§ **What you are asked to do**
Find every line in the entries that holds the string "positive" and report it.

§ **Listed entries**
★ ★ ★ ★ ★ ★ ★

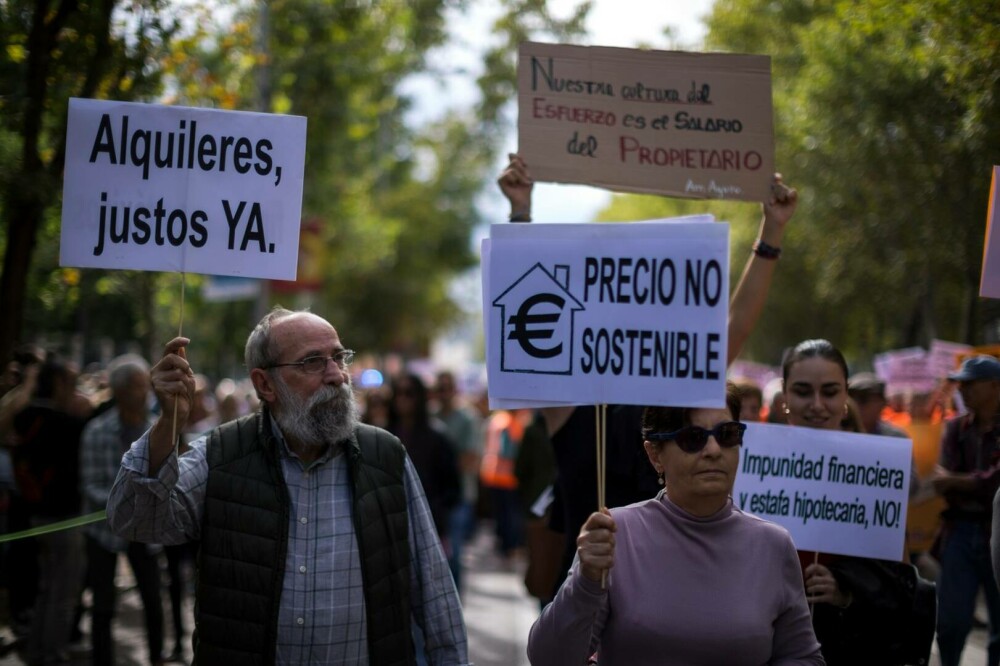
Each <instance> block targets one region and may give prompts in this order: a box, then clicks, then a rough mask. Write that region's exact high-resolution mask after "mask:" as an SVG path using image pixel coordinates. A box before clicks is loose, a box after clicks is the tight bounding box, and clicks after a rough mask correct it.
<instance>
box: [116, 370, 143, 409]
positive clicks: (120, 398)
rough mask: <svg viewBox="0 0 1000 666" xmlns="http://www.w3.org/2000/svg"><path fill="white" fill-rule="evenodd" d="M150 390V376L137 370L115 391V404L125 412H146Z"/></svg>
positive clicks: (131, 373) (138, 370) (120, 408)
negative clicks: (149, 389)
mask: <svg viewBox="0 0 1000 666" xmlns="http://www.w3.org/2000/svg"><path fill="white" fill-rule="evenodd" d="M149 389H150V385H149V375H148V374H147V373H145V372H142V371H140V370H136V371H135V372H133V373H131V374H130V375H129V377H128V379H127V380H126V381H125V383H124V385H123V386H122V387H121V388H119V389H118V390H117V391H115V402H117V403H118V408H119V409H120V410H122V411H124V412H131V413H140V412H144V411H146V405H147V401H148V399H149Z"/></svg>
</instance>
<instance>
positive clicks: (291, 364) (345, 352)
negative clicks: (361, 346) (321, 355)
mask: <svg viewBox="0 0 1000 666" xmlns="http://www.w3.org/2000/svg"><path fill="white" fill-rule="evenodd" d="M353 360H354V350H353V349H344V350H342V351H339V352H337V353H336V354H334V355H333V356H307V357H306V358H304V359H302V360H301V361H296V362H295V363H275V364H274V365H269V366H267V367H266V368H264V369H265V370H270V369H271V368H285V367H288V366H291V365H297V366H299V370H301V371H302V372H304V373H306V374H307V375H318V374H320V373H321V372H326V366H327V364H329V362H330V361H333V362H334V363H336V364H337V367H339V368H340V369H341V370H343V369H344V368H346V367H347V366H349V365H350V364H351V361H353Z"/></svg>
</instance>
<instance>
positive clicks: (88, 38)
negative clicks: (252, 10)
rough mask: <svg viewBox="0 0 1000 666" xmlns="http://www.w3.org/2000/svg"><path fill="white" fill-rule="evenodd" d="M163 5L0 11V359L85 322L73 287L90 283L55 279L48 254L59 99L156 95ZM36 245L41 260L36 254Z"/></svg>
mask: <svg viewBox="0 0 1000 666" xmlns="http://www.w3.org/2000/svg"><path fill="white" fill-rule="evenodd" d="M164 5H165V3H164V2H162V1H161V0H136V1H135V2H130V3H127V4H123V5H122V6H119V4H118V3H116V2H114V1H112V0H90V1H87V0H61V1H59V2H51V1H45V0H36V1H34V2H29V1H28V0H7V1H5V2H0V44H3V45H4V49H3V50H2V51H0V82H2V83H0V89H2V90H3V91H4V92H3V95H0V157H2V159H0V230H2V232H3V234H2V240H0V247H2V251H3V267H2V272H0V302H2V303H3V307H4V316H3V318H2V323H0V356H2V357H3V358H7V357H8V356H9V353H10V350H11V349H12V347H13V345H14V344H15V343H16V342H17V341H20V340H22V339H26V338H35V337H38V336H39V335H40V334H41V333H42V332H43V331H45V332H59V331H60V329H61V330H62V331H74V330H75V328H76V327H77V326H81V325H83V326H85V325H86V324H87V323H88V322H89V321H90V319H89V317H88V316H87V315H88V314H90V313H91V312H92V311H88V310H87V306H88V305H89V304H90V303H88V296H89V295H90V294H89V293H88V294H86V295H83V296H82V297H81V294H80V289H79V287H80V286H81V285H84V286H90V285H91V284H92V282H91V280H89V279H87V280H76V278H78V277H79V274H78V273H74V272H64V271H59V270H58V269H57V268H56V266H57V262H56V259H57V253H55V252H54V251H53V248H52V246H53V244H54V243H55V239H56V238H57V237H58V212H57V210H58V206H57V205H56V204H58V202H59V192H60V190H61V177H62V168H63V162H64V154H65V146H64V142H65V136H66V112H67V100H68V99H69V97H73V96H76V97H110V98H114V99H122V100H131V99H141V98H143V97H144V96H146V95H149V94H152V93H153V92H154V91H155V90H157V89H158V85H159V80H158V73H159V68H158V67H157V65H156V63H157V61H158V58H159V56H160V54H161V53H162V52H163V49H164V47H165V45H166V44H167V43H168V42H169V40H170V38H171V36H172V34H173V31H174V30H175V27H176V26H175V24H174V22H173V21H172V20H171V18H170V17H169V16H168V15H167V14H166V13H165V12H164ZM40 241H41V247H42V249H43V252H41V253H39V254H37V255H36V252H35V249H36V247H37V246H39V242H40ZM93 282H94V283H97V282H100V278H95V279H94V281H93ZM74 299H75V300H74ZM104 305H110V303H109V302H105V303H104ZM26 313H30V315H31V316H30V317H28V318H27V321H26V316H25V315H26ZM46 315H52V316H51V318H50V317H48V316H46ZM121 320H122V318H121V317H119V318H118V320H117V321H119V322H120V321H121ZM26 324H27V325H26ZM132 333H133V334H136V333H141V331H132Z"/></svg>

★ ★ ★ ★ ★ ★ ★

§ **Solved exercise**
positive clicks: (120, 398)
positive clicks: (131, 373) (138, 370) (120, 408)
positive clicks: (291, 364) (345, 352)
positive clicks: (88, 38)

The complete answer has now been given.